**GIVEN RECORDS:**
● ● ● ●
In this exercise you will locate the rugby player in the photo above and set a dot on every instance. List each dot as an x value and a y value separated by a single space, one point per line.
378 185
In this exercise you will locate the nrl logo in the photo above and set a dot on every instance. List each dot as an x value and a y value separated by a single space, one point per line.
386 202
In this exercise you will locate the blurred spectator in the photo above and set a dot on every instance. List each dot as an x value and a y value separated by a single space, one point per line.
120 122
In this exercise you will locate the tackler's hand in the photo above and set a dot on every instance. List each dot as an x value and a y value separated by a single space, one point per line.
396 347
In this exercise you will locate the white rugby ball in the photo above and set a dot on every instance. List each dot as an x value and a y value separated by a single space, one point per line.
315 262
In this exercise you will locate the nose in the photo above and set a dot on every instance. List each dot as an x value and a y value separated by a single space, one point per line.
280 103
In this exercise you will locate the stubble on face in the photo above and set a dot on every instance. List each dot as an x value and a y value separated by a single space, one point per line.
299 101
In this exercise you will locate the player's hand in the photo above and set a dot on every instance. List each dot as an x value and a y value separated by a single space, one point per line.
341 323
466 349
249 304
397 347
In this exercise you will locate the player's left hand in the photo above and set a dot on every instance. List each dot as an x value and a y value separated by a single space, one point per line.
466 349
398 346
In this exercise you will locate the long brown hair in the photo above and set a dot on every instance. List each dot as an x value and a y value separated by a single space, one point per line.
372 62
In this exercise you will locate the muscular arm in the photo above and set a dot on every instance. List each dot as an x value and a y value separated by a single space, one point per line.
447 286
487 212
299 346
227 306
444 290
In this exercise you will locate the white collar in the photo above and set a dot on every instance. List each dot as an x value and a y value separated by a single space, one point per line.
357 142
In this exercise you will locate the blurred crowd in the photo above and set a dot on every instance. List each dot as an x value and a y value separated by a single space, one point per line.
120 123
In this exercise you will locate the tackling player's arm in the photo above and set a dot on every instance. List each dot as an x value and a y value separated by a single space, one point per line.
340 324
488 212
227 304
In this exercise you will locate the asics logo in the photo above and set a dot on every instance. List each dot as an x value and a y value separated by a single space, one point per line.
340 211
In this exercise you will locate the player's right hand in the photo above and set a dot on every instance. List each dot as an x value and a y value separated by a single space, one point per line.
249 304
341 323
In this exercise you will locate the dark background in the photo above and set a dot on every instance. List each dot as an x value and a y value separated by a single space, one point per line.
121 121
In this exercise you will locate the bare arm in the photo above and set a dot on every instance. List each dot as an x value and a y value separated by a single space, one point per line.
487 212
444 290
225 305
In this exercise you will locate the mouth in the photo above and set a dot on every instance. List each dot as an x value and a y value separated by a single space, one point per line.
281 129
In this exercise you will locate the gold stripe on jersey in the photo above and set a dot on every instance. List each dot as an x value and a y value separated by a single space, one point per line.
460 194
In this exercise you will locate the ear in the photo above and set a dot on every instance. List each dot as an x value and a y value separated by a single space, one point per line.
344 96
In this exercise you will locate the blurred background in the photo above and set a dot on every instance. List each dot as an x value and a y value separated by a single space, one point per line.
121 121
● ● ● ●
**WHAT THE EXERCISE ASKS:**
Starting at the line containing "In this exercise you will locate the ear" and ending with the last line of the records, retype those lines with no changes.

**RESULT OF THE TASK:**
In this exercise you will locate the ear in the photo above and set a dot on every instance. List each dot as an x value and a y value separated by a single space, one point per line.
344 96
In this exercise you will locate the blurred background in the photo above and set a dot on every instance. List each dot as an x value and a y value separated by a single space, one point per line.
121 121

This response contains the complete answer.